● Requirement
Count the lines in the records below that contain the string "tree", where case counts. Give only the number.

Excerpts from point annotation data:
───

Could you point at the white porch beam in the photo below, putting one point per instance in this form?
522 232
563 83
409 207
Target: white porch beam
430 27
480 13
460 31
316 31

───

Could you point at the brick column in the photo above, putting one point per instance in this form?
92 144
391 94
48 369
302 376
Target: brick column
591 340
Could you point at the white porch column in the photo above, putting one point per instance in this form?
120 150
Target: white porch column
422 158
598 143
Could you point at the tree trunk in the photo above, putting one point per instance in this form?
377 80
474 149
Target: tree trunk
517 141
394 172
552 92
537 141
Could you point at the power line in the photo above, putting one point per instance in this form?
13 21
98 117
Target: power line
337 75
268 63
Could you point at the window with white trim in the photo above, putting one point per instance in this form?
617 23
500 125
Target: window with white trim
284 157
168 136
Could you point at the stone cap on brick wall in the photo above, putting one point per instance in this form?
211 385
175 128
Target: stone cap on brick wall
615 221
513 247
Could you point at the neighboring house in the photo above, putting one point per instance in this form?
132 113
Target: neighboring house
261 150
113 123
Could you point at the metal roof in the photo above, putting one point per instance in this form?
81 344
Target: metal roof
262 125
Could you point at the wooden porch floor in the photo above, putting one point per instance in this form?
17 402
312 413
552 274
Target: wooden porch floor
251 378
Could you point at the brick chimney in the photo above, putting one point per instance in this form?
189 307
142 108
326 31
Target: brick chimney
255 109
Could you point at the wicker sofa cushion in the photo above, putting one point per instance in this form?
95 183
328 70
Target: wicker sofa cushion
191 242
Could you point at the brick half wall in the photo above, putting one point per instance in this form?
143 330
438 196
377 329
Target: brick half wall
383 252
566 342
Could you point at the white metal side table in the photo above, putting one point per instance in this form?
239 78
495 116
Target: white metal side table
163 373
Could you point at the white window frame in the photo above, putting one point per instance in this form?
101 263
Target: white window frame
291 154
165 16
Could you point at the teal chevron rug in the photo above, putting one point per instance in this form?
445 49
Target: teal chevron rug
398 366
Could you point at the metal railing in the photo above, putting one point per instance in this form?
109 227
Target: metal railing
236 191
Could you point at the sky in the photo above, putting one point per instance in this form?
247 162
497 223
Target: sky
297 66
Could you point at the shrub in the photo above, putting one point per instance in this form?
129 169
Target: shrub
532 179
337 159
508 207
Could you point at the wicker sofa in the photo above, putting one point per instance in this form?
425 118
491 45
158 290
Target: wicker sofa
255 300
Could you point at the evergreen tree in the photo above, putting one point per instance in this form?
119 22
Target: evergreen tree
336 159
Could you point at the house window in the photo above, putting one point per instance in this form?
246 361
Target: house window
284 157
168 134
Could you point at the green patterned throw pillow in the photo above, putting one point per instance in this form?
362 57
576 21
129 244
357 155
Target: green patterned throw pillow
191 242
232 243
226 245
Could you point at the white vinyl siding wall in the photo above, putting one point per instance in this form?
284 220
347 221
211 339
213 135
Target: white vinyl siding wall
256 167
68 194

───

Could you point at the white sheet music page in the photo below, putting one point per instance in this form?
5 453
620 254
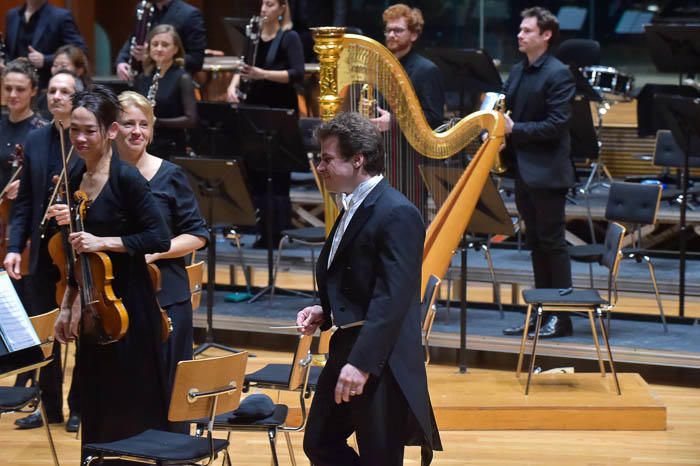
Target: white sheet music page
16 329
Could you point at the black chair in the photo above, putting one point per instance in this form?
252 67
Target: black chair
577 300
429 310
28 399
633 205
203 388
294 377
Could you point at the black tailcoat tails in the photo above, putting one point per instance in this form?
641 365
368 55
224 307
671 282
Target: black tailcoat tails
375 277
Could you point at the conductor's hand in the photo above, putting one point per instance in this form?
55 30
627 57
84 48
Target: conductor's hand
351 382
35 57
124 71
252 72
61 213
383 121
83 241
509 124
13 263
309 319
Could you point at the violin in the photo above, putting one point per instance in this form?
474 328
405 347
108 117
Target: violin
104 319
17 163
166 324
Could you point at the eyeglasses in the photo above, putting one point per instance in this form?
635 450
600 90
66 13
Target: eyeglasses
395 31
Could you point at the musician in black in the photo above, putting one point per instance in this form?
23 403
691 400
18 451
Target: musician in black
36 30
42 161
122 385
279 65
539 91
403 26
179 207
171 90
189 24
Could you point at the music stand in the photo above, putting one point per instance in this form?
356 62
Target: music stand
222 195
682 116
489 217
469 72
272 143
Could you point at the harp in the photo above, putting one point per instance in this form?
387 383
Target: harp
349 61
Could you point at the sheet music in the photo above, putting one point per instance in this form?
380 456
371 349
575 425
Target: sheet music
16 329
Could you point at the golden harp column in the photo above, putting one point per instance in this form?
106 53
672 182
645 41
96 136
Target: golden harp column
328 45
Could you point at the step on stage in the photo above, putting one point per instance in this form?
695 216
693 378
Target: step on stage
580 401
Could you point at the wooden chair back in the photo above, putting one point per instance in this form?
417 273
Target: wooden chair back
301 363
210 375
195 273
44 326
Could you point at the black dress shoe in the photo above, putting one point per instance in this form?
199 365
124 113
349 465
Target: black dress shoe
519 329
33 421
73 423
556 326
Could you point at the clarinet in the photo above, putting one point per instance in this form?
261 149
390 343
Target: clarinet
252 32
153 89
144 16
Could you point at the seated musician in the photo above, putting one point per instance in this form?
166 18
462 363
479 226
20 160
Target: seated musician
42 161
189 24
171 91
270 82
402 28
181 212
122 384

───

● Reply
4